Large numbers of individuals in the United States and elsewhere suffer from constant debilitating pain. These individuals include victims of terminal diseases and chronic diseases such as osteoarthritis.
Ongoing attempts have been made to provide a more potent analgesic which can be self-administered and which is nonaddicting. While certain well-known and effective analgesics, such as morphine and here in, are in fact available, they lack useful oral activity and because of their potential for abuse, their use has been restricted, and the most effective forms have been denied even to terminal patients because of the vulnerability of supplies to theft.

▸ Information given
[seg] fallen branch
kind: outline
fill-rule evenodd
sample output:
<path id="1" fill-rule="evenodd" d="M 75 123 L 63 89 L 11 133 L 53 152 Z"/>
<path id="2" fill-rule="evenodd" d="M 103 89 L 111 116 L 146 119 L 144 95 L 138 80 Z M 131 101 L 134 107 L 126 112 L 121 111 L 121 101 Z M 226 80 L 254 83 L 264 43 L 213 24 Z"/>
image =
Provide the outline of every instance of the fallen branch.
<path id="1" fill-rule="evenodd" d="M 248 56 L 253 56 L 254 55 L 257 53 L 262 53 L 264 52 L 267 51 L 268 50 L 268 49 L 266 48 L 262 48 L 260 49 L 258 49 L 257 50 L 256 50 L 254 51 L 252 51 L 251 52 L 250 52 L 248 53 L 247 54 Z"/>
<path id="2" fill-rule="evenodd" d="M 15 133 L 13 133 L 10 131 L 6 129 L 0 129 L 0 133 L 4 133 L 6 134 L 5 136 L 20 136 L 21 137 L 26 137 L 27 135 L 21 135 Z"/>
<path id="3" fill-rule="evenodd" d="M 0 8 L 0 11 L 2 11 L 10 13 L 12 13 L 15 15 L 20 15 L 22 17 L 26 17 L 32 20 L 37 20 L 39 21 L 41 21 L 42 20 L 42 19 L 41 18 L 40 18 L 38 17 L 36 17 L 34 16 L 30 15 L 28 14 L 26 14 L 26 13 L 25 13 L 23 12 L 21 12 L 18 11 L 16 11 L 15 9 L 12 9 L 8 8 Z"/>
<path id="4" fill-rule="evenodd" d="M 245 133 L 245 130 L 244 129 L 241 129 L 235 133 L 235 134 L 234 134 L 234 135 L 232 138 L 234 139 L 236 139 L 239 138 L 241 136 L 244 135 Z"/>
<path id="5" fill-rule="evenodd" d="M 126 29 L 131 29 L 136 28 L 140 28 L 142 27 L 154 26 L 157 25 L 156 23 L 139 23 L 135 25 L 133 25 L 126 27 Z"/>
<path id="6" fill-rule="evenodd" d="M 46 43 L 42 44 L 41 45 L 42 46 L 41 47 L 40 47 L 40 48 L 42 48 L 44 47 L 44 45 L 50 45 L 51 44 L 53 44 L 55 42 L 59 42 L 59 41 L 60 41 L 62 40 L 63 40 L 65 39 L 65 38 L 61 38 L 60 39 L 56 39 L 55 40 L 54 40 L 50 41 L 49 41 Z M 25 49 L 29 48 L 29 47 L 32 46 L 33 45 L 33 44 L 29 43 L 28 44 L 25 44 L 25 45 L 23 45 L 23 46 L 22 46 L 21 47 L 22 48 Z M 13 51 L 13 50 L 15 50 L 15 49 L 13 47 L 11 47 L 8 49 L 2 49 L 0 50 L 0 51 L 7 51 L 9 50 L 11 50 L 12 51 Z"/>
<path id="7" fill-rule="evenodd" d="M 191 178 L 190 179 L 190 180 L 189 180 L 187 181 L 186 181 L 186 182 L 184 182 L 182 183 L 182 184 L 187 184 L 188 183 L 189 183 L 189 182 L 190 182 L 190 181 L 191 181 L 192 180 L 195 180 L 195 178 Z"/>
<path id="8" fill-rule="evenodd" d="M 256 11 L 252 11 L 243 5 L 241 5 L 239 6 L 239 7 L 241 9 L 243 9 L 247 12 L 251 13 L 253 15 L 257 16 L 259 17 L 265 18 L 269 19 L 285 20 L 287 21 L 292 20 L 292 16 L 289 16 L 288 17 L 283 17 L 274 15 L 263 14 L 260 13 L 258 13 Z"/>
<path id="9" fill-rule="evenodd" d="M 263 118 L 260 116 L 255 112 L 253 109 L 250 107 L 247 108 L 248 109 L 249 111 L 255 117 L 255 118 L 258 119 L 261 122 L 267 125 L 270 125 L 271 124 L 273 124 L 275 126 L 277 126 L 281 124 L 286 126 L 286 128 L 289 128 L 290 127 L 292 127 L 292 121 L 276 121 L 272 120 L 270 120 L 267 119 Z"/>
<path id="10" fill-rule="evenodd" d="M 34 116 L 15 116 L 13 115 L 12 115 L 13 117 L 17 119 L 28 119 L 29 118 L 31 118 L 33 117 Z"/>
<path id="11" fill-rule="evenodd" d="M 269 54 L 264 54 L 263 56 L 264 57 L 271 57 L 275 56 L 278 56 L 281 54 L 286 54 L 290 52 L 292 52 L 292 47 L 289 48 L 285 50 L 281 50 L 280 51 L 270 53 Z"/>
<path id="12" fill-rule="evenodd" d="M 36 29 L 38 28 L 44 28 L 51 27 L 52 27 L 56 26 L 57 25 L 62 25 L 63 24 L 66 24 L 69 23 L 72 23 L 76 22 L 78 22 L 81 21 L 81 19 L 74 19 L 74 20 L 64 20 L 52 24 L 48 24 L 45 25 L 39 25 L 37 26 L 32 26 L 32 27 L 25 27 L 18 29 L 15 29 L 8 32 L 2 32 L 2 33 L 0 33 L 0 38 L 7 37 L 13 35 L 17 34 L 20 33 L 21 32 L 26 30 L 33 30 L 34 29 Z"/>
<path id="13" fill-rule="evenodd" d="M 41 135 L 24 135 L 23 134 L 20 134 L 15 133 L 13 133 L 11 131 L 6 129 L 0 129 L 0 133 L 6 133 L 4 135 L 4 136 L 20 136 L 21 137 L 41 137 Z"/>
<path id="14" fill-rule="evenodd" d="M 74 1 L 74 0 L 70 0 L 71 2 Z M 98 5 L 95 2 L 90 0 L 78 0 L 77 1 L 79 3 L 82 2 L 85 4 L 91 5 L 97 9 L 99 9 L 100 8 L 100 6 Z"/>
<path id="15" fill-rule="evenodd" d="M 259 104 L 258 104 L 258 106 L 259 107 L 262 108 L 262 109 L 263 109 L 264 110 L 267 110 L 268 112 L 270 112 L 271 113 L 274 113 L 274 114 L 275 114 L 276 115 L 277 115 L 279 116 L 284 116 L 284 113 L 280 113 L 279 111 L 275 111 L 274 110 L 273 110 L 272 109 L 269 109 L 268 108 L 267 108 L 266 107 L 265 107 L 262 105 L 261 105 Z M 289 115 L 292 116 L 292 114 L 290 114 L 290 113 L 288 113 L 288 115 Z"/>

▸ Problem set
**1.** In the text about painkillers, write out the part that opens with the words "Ongoing attempts have" and closes with "supplies to theft.", and switch "theft" to "robbery".
**2.** Which chronic disease does the text about painkillers name as an example?
The records were taken from a different source than the text above them.

▸ Outputs for the tasks
**1.**
Ongoing attempts have been made to provide a more potent analgesic which can be self-administered and which is nonaddicting. While certain well-known and effective analgesics, such as morphine and here in, are in fact available, they lack useful oral activity and because of their potential for abuse, their use has been restricted, and the most effective forms have been denied even to terminal patients because of the vulnerability of supplies to robbery.

**2.** Osteoarthritis.